> [Records for the exercise]
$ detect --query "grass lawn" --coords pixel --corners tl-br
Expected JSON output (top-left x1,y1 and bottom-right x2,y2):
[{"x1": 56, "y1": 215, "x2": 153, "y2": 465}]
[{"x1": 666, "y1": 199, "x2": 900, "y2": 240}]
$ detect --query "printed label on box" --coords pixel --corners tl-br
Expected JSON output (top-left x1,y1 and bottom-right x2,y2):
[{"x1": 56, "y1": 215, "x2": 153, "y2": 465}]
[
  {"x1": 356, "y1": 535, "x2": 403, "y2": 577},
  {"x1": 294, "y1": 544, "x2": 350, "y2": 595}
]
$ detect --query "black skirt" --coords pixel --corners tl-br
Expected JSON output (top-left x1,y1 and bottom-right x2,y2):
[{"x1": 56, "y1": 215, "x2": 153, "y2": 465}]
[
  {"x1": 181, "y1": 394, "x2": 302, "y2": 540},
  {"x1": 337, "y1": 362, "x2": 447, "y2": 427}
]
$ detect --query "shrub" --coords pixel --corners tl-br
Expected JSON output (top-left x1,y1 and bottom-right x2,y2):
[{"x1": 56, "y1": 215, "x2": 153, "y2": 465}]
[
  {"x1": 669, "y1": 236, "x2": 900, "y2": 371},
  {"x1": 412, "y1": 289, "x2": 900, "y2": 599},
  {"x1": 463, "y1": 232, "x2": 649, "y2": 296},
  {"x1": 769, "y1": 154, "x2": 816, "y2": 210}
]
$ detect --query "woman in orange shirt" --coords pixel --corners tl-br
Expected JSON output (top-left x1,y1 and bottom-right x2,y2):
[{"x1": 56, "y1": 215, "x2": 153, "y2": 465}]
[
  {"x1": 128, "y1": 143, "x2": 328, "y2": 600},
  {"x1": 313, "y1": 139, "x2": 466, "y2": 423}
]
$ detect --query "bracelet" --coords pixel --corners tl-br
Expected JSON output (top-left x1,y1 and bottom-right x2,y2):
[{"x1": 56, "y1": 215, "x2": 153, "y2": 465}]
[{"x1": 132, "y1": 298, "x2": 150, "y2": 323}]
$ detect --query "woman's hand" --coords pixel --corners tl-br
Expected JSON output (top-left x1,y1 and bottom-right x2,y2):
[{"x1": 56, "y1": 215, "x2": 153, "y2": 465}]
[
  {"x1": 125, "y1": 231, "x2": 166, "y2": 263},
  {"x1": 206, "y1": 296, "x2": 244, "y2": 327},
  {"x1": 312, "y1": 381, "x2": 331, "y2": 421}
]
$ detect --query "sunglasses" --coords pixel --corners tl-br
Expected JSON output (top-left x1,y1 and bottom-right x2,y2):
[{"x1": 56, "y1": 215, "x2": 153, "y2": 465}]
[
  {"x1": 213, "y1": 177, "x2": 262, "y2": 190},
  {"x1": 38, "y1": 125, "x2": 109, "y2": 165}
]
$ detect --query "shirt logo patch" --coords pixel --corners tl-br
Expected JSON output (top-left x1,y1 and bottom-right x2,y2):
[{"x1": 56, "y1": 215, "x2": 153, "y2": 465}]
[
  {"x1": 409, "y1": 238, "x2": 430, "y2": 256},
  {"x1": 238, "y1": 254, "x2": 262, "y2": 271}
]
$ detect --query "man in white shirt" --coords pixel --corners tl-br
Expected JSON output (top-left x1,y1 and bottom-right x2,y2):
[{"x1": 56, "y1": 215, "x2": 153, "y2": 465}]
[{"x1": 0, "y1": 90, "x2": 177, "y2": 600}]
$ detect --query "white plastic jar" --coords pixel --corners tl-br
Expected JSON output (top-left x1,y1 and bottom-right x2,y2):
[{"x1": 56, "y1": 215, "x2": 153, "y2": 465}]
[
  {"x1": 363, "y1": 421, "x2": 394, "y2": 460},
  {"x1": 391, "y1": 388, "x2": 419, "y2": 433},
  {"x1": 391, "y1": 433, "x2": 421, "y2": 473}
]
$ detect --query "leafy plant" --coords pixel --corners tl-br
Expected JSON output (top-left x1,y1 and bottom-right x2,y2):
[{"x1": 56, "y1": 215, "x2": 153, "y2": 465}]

> [What is asked] Pull every line from the items above that contains the word "woman", and copy each one unchanged.

> [Task answer]
$ detect --query "woman in orange shirt" --coords pixel --corners tl-br
$ detect --query "woman's hand" --coords pixel --corners tl-br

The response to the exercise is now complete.